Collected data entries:
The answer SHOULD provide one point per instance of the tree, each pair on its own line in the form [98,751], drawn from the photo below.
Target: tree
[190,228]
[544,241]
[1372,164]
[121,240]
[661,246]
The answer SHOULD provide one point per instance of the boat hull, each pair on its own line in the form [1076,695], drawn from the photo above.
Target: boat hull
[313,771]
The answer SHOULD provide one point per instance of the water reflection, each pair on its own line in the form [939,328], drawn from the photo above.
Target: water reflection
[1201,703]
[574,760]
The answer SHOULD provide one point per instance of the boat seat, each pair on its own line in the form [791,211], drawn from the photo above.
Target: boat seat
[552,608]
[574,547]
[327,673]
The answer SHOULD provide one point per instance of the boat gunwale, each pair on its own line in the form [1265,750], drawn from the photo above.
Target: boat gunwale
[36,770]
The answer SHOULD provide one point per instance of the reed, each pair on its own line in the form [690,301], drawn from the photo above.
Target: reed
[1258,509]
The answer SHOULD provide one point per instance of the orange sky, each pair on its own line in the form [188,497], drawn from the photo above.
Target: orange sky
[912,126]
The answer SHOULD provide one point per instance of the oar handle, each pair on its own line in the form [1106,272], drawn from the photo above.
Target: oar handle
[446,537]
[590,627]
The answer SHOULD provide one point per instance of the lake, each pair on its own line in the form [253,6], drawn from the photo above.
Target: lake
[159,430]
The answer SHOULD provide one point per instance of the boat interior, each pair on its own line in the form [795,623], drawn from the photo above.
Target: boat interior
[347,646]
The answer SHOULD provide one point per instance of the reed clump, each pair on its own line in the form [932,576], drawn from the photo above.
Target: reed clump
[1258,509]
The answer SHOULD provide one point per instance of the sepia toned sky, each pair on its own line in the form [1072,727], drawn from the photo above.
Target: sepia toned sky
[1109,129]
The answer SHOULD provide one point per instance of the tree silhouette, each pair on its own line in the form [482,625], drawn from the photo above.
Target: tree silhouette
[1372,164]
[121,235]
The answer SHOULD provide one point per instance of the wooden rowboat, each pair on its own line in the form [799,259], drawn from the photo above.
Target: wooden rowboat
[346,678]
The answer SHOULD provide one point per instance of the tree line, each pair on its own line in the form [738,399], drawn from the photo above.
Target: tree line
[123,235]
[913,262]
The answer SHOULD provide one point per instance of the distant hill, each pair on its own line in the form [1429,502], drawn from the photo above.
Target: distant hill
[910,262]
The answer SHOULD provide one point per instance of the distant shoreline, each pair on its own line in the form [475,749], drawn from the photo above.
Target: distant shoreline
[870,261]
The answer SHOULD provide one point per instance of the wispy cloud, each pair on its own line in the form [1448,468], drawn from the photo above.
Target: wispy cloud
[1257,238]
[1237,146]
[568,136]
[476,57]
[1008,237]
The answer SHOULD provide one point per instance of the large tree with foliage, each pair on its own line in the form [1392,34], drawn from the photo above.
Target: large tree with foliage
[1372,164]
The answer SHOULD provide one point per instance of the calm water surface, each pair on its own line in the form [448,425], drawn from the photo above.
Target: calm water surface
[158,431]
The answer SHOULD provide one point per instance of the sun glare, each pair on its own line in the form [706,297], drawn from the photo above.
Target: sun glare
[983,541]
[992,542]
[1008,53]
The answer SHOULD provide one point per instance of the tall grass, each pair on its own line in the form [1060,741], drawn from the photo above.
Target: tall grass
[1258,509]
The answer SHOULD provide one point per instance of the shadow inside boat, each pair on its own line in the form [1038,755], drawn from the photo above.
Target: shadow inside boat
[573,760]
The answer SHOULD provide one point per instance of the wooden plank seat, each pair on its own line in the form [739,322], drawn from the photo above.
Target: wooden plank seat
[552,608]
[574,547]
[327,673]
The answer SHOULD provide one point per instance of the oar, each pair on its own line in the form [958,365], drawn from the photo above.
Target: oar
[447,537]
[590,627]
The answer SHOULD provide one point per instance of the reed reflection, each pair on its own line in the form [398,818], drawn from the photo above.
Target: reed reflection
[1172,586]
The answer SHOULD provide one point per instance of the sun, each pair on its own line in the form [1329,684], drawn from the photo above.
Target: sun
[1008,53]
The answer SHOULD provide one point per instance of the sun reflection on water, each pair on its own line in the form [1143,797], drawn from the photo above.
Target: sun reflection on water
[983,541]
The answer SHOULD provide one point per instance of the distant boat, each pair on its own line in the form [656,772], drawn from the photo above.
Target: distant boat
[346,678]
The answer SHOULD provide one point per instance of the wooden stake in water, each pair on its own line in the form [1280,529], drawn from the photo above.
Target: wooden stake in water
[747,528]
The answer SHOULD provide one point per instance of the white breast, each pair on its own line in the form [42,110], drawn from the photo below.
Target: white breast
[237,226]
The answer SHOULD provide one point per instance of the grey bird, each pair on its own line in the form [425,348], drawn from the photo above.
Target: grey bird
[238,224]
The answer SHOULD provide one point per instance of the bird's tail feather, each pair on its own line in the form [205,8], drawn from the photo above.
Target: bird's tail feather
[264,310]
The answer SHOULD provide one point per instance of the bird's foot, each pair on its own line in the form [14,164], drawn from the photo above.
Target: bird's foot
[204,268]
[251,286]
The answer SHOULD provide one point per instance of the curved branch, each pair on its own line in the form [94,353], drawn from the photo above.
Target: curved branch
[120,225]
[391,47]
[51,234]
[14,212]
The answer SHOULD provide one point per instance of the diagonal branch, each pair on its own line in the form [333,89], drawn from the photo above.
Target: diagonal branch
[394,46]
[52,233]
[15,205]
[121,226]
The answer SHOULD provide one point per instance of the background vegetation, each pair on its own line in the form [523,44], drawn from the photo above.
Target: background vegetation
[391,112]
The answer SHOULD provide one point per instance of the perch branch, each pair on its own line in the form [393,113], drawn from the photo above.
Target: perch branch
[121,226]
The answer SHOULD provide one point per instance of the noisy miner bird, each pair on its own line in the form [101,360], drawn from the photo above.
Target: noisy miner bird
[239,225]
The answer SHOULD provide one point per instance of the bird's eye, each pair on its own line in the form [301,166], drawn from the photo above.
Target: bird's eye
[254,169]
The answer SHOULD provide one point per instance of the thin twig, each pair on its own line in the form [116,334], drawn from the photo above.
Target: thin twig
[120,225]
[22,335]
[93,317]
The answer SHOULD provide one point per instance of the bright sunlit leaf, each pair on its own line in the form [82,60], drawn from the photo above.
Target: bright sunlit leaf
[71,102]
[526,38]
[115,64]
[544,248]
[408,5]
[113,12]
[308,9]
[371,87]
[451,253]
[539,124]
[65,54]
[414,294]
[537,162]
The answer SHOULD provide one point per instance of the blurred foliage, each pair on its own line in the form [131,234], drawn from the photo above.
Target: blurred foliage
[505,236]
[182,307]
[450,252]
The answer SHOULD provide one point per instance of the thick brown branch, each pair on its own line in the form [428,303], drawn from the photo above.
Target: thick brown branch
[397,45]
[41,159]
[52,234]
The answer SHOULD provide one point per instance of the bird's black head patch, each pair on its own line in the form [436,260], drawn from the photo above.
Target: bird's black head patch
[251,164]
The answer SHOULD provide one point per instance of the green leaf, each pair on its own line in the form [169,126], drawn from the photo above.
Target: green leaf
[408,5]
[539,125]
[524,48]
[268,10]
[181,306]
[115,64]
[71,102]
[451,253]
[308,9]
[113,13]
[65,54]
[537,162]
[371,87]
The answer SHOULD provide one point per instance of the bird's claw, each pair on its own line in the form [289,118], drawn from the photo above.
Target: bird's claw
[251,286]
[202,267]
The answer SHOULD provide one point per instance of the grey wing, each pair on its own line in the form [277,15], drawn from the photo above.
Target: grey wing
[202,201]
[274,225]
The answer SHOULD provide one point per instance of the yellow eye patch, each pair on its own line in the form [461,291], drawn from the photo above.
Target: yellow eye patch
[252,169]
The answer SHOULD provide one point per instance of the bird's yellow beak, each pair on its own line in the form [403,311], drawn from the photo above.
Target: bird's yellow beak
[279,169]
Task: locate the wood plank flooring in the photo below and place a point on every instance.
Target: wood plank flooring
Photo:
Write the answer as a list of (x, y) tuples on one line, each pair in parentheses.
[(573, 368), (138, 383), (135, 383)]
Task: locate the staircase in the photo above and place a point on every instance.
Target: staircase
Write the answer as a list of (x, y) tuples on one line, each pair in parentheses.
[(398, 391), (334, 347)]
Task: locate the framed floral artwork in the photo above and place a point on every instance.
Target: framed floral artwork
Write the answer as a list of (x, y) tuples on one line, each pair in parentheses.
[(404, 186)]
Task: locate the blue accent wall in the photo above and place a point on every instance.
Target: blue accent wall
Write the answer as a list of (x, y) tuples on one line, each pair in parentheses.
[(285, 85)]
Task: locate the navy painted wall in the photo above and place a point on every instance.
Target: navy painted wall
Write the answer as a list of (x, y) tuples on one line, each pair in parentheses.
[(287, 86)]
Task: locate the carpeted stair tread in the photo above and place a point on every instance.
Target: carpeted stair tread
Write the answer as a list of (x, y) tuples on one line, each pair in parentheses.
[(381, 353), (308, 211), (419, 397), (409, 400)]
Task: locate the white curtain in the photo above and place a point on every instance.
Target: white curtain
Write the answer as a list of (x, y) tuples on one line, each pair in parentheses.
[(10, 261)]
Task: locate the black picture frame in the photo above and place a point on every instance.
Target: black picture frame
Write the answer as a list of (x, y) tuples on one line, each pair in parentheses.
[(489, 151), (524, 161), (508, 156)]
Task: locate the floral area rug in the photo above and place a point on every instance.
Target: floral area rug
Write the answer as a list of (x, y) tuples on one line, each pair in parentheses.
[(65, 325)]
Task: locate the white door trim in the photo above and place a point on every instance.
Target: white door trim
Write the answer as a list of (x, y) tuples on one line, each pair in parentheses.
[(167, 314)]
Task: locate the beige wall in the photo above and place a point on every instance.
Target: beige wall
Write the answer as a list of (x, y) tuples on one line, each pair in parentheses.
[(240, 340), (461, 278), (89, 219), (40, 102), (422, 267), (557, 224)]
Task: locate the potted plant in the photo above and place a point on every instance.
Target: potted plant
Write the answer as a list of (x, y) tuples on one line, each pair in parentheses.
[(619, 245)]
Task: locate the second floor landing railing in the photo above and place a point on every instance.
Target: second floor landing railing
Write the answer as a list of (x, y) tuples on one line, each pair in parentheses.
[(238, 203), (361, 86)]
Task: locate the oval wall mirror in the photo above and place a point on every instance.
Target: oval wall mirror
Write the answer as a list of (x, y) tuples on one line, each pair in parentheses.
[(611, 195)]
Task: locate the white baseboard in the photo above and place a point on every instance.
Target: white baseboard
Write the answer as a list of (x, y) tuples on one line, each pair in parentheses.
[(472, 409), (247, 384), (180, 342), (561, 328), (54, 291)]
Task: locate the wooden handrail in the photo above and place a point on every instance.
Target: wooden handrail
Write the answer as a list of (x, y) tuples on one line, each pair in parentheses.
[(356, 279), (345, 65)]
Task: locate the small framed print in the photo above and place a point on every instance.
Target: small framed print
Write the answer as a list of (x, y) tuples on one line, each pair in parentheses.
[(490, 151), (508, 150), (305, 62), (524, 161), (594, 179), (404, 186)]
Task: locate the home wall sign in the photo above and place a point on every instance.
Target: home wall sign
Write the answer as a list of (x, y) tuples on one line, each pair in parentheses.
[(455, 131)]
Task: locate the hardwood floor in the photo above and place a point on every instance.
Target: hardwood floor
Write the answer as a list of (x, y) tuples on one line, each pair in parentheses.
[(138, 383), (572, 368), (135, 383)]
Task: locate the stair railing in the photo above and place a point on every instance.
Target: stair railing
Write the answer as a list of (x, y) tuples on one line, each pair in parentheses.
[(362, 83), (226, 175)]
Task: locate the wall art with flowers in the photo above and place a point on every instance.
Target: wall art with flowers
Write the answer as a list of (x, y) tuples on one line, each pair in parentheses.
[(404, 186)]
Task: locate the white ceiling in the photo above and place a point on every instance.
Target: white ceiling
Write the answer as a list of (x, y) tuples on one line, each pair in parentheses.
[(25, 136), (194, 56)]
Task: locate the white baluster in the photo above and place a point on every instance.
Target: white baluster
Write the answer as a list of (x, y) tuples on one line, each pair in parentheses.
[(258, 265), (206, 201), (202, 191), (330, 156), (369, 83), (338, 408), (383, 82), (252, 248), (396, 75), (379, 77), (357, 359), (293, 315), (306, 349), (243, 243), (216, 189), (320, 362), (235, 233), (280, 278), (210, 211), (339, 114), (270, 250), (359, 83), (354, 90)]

▶ Problem details: Starting at the line that contains "Task: locate the home", retype each line through the end of the listing above and nothing else.

▶ Finished exercise:
Task: locate the home wall sign in the photo above and place a point on every instance.
Target: home wall sign
Write the answer as a list of (x, y) tuples on one line, each pair in parentheses.
[(455, 131)]
Task: locate the hardwood floor in the photo above and place a point on every instance.
Target: hardwood floor
Write the answer as a list of (x, y) tuples on one line, each pair in parentheses.
[(138, 383), (572, 368), (135, 383)]
Task: locate the stair railing in the photo above and place a point on every instance.
Target: stair railing
Write the answer as a list of (x, y) tuples on one line, each pair in parentheses.
[(362, 83), (226, 175)]
Task: locate the wall art with flowers in the photo above and place a point on every instance.
Target: wall art with flowers
Write the answer as a list of (x, y) tuples on one line, each pair in parentheses.
[(404, 186)]
Task: locate the white ceiling in the photo above and place a point on every instance.
Target: white ceiling
Write the answer as a list of (x, y) tuples on one line, each pair in parentheses.
[(25, 136), (194, 56)]
Task: locate the white baluster in the photo above and place a point on every instance.
Target: white baluster
Write the answer as a list of (x, y) tuples on one line, each pair in parentheses.
[(258, 265), (206, 201), (202, 191), (330, 156), (369, 83), (338, 408), (383, 82), (252, 248), (396, 75), (379, 77), (357, 359), (293, 315), (306, 349), (243, 243), (216, 189), (320, 362), (235, 233), (280, 278), (210, 211), (339, 114), (270, 250), (359, 83), (354, 90)]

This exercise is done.